### The input
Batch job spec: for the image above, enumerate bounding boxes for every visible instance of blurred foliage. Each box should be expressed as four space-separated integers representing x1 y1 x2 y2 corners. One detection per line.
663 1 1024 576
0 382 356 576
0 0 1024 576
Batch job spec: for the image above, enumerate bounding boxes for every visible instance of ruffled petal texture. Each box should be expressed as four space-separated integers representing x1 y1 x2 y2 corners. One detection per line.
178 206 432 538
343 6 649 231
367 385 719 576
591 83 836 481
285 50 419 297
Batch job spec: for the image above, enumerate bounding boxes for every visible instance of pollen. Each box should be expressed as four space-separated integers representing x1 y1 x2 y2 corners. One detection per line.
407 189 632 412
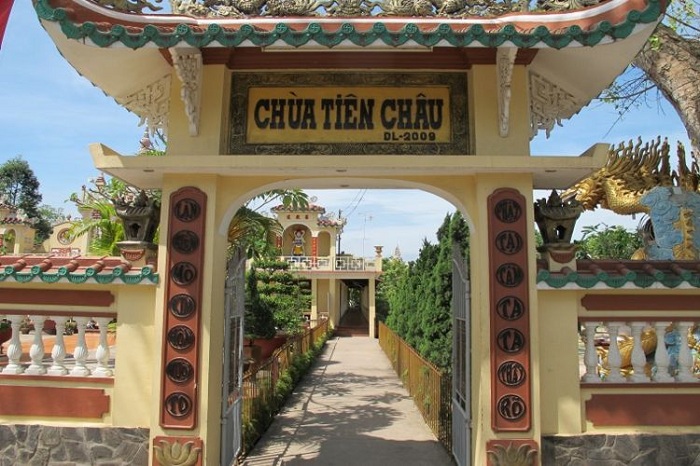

### Task directions
Format every line of the material above as a Markdown table with the columns "Row" and "Line," omitting blank lines and any pictures. Number the rows consecutively.

### Solution to this task
| Row | Line |
|---|---|
| 1 | Batch job spec: for the image above, enumerate bounding boxes for every visible instance of blurred foliage. Each box should be expressed as four space-separated integers representing x1 y1 x2 y2 corners. One detection per line. |
| 2 | 663 1 1024 576 |
| 3 | 0 382 356 576 |
| 4 | 0 0 1024 576 |
| 5 | Batch job spec: for the image above, enumerate bounding boxes for every visible instance of ruffled petal texture. Each box should be expressed as four space-separated integers representing x1 y1 x2 y2 corners. One detection per line. |
| 6 | 178 206 432 538 |
| 7 | 343 6 649 231 |
| 8 | 367 385 719 576 |
| 9 | 591 83 836 481 |
| 10 | 285 50 419 297 |
| 11 | Batch job spec: for the image above, enumerate bounding boxes for every visible instance of pollen. Each box should be expressed as four space-separated integers representing x1 y1 x2 y2 corners. One detection per line. |
| 12 | 407 189 632 412 |